> [TEXT]:
'''

Farming News - Ancient farming techniques offer climate friendly agriculture alternatives

Ancient farming techniques offer climate friendly agriculture alternatives

In the face of mass deforestation of the Amazon, recent findings indicate that modern farmers could learn from the region’s earliest known inhabitants, who managed their farmland sustainably. 

 

An international team of archaeologists and paleoecologists have discovered that indigenous people, living in the savannas around the Amazonian forest, farmed without using slash and burn techniques, instead adopting sustainable farming techniques to reduce the impact on their land. 

 

The research, published earlier this week in the journal Proceedings of the National Academy of Sciences, could provide insights into the sustainable use and conservation of such globally-important ecosystems, which are being rapidly destroyed. Pressure on the Amazonian savannas today is intense, with the land being rapidly transformed for industrial agriculture and cattle ranching.

 

By analyzing records of pollen, charcoal and other plant remains like phytoliths spanning more than 2,000 years, the team has created the first detailed picture of land use in the Amazonian savannas in French Guiana., giving a unique perspective on the land before and after the first Europeans arrived in 1492.

 

The research shows that the early inhabitants of these Amazonian savannas practiced ‘raised-field’ farming, which involved constructing small agricultural mounds with wooden tools. These raised fields provided better drainage, soil aeration and moisture retention: ideal for an environment that experiences both drought and flooding. The fields also benefited from increased fertility from the muck continually scraped from the flooded basin and deposited on the mounds. The raised-field farmers limited fires, and this helped them conserve soil nutrients and organic matter and preserve soil structure.

 

“We used radiocarbon dating to establish the age of the raised beds,” said Dr. Mitchell Power, a Utah Natural History Museum curator and professor at the state’s University.  “We came to the conclusion that corn pollen we found dated to 800 years ago by dating charcoal deposits from above and below the sediment where the pollen was found.”

'''

> [THE TASK]:
In which journal does the article on ancient farming techniques say the research was published?

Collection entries
'''

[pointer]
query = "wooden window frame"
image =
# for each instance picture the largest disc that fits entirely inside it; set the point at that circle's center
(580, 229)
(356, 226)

'''

> [YOUR SOLUTION]:
Proceedings of the National Academy of Sciences